- Exercise goal
Drop all images and give the records again exactly.

##### Excerpted records

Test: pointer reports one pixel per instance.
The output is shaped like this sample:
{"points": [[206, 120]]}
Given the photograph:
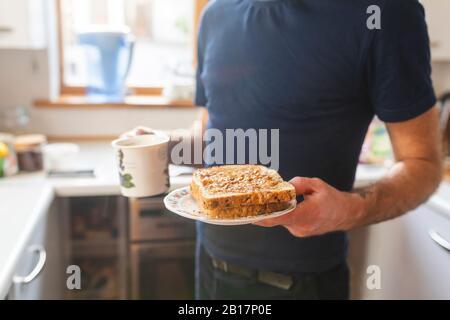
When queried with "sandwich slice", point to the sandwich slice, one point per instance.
{"points": [[236, 191]]}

##########

- Answer box
Test: pointer reports one pixel per instance.
The output is shaped like this sample:
{"points": [[206, 120]]}
Given the photograph:
When queried with "sandwich slice", point to the sandwich slice, one point per instance.
{"points": [[236, 191]]}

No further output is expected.